▸ **Azioni richieste**:
[1] Traduci in inglese questa frase dell'estratto sulla sentenza Tartamella: "Con la recente sentenza nel caso Tartamella e altri c. Italia, la Corte europea dei diritti dell’uomo ha accertato la violazione dell’articolo 1 del Protocollo n. 1 alla CEDU in relazione al sequestro e alla confisca di beni appartenenti a due delle ricorrenti."
[2] Modifica il tratto dell'estratto sulla sentenza Tartamella da "Tartamella e altri c. Italia: ancora" fino a "dei loro familiari.", sostituendo "familiari" con "congiunti".

Tartamella e altri c. Italia: ancora una pronuncia di violazione in materia di confisca

di Adriana Raimondi

Con la recente sentenza nel caso Tartamella e altri c. Italia, la Corte europea dei diritti dell’uomo ha accertato la violazione dell’articolo 1 del Protocollo n. 1 alla CEDU in relazione al sequestro e alla confisca di beni appartenenti a due delle ricorrenti.

Il caso riguarda il sequestro e la confisca di beni appartenenti ai ricorrenti, il cui valore è stato ritenuto dalle corti interne equivalente al ricavato di reati commessi dai loro familiari, autori di alcuni reati di natura economico-fiscale. Le misure, in sostanza, si basavano sulla constatazione che, anche se i ricorrenti risultavano quali proprietari formali dei beni, questi ultimi erano a disposizione dei loro familiari.

Con riferimento alle prime due ricorrenti (ricorso n. 26338/19), nel 2008 era stata avviata un’indagine penale nei confronti del di loro padre per omessa presentazione della dichiarazione dei redditi ai sensi dell’articolo 5 del decreto legislativo n. 74 del 2000, truffa e bancarotta fraudolenta. Nel corso di tale procedimento, il giudice per le indagini preliminari di Brescia aveva disposto il sequestro dei beni delle figlie ai fini della confisca di una somma equivalente ai proventi del reato, ai sensi dell’articolo 1 paragrafo 143 della legge n. 244 del 2007.

Il provvedimento si basava sull’assunto che la registrazione dei beni a nome delle ricorrenti fosse fittizia e che il padre avesse utilizzato le figlie come intestatarie di comodo per sottrarre i beni ai creditori, sulla base della mancanza di mezzi economici delle ricorrenti e di una testimonianza secondo la quale il padre avrebbe dichiarato di essere il reale proprietario di un edificio a Brescia formalmente intestato alle figlie.

▸ **Elenco mostrato**:
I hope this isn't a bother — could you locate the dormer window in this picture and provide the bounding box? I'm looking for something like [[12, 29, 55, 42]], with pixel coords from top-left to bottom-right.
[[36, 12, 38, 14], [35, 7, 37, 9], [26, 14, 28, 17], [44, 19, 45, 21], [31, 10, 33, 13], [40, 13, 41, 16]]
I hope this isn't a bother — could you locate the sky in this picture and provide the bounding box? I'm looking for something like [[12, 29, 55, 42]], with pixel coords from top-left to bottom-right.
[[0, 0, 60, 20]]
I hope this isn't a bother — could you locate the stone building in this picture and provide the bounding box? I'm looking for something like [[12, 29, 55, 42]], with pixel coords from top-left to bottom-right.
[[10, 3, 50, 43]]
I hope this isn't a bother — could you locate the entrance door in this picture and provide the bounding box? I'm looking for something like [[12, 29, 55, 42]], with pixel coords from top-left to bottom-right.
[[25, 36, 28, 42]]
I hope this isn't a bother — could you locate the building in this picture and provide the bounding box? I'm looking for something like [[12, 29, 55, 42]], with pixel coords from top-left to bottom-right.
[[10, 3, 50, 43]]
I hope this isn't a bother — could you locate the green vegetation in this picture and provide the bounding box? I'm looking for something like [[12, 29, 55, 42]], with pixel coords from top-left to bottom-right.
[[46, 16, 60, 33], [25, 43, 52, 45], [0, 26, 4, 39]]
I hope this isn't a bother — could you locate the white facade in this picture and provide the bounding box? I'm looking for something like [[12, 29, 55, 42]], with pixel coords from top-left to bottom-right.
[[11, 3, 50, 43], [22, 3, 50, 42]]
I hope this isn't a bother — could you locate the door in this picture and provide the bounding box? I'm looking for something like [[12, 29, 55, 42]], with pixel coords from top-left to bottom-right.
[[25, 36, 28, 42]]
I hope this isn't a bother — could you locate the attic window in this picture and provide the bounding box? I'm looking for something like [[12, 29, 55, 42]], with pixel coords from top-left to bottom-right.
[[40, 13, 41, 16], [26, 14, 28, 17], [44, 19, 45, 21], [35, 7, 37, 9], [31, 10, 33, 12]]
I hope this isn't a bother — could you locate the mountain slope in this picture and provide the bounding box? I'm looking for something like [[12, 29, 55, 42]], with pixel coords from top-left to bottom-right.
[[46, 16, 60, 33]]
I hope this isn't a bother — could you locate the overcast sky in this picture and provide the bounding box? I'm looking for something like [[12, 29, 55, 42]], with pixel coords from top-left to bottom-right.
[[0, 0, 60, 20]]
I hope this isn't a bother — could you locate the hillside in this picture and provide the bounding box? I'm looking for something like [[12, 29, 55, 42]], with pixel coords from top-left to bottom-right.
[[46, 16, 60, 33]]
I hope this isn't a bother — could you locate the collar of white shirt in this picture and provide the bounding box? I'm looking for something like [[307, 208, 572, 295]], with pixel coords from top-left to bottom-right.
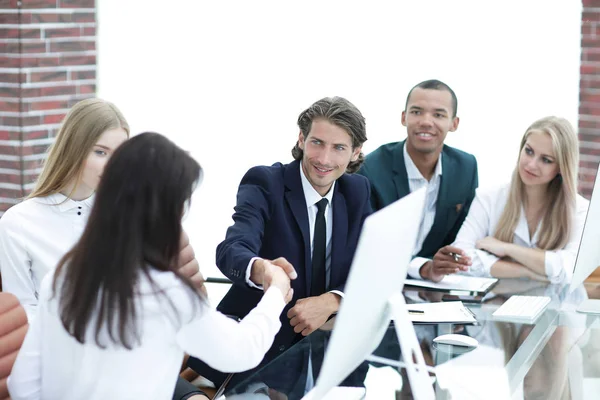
[[35, 193, 96, 212], [300, 161, 335, 208], [402, 142, 442, 181]]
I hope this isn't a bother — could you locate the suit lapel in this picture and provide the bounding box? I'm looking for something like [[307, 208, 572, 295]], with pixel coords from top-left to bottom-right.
[[392, 141, 410, 199], [421, 146, 456, 253], [284, 161, 312, 293], [329, 186, 348, 288]]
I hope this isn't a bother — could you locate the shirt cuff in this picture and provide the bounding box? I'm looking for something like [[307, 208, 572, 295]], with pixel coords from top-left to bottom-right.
[[246, 257, 264, 290], [407, 257, 431, 279], [467, 249, 500, 278], [544, 250, 574, 283]]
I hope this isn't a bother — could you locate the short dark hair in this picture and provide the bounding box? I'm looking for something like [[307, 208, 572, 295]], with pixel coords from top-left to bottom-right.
[[53, 132, 202, 349], [404, 79, 458, 118], [292, 96, 367, 174]]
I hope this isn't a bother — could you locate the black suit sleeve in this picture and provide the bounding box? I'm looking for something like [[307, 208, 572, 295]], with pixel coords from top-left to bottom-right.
[[216, 167, 270, 286], [357, 163, 382, 211], [330, 180, 373, 293], [446, 156, 479, 243]]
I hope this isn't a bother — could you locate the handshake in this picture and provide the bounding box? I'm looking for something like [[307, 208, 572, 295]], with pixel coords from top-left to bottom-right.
[[250, 257, 298, 304]]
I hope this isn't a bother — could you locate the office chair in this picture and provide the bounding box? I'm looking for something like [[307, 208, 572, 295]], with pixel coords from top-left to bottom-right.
[[0, 293, 28, 400]]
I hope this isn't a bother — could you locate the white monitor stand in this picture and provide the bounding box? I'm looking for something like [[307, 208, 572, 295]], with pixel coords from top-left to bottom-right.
[[570, 164, 600, 314], [303, 188, 435, 400]]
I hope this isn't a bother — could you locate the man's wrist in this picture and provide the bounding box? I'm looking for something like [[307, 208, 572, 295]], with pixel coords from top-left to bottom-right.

▸ **Risposte**:
[1] In its recent judgment in the case of Tartamella and Others v. Italy, the European Court of Human Rights found a violation of Article 1 of Protocol No. 1 to the ECHR in relation to the seizure and confiscation of property belonging to two of the applicants.

[2]
Tartamella e altri c. Italia: ancora una pronuncia di violazione in materia di confisca

di Adriana Raimondi

Con la recente sentenza nel caso Tartamella e altri c. Italia, la Corte europea dei diritti dell’uomo ha accertato la violazione dell’articolo 1 del Protocollo n. 1 alla CEDU in relazione al sequestro e alla confisca di beni appartenenti a due delle ricorrenti.

Il caso riguarda il sequestro e la confisca di beni appartenenti ai ricorrenti, il cui valore è stato ritenuto dalle corti interne equivalente al ricavato di reati commessi dai loro congiunti, autori di alcuni reati di natura economico-fiscale. Le misure, in sostanza, si basavano sulla constatazione che, anche se i ricorrenti risultavano quali proprietari formali dei beni, questi ultimi erano a disposizione dei loro congiunti.